» **Task to carry out**:
Your transcription must include every record word for word and no pictures.

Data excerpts
=======

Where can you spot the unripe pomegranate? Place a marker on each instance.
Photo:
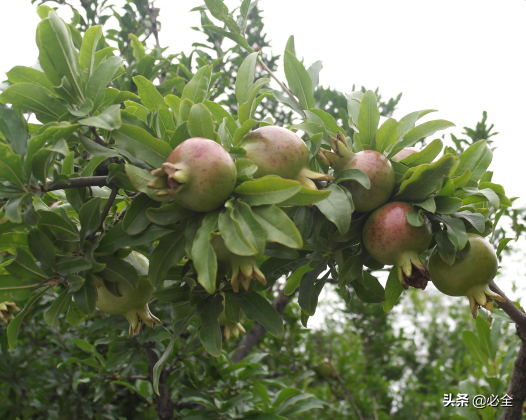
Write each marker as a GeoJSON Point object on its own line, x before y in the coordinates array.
{"type": "Point", "coordinates": [469, 276]}
{"type": "Point", "coordinates": [375, 165]}
{"type": "Point", "coordinates": [390, 239]}
{"type": "Point", "coordinates": [231, 327]}
{"type": "Point", "coordinates": [199, 174]}
{"type": "Point", "coordinates": [278, 151]}
{"type": "Point", "coordinates": [133, 303]}
{"type": "Point", "coordinates": [402, 154]}
{"type": "Point", "coordinates": [243, 268]}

=======

» **Answer area**:
Where can you spot the unripe pomegranate? Place a marker on each instance.
Photo:
Write each marker as a GeoJSON Point object on its own line, x before y in the coordinates array.
{"type": "Point", "coordinates": [469, 276]}
{"type": "Point", "coordinates": [375, 165]}
{"type": "Point", "coordinates": [390, 239]}
{"type": "Point", "coordinates": [231, 327]}
{"type": "Point", "coordinates": [199, 174]}
{"type": "Point", "coordinates": [278, 151]}
{"type": "Point", "coordinates": [133, 303]}
{"type": "Point", "coordinates": [402, 154]}
{"type": "Point", "coordinates": [243, 268]}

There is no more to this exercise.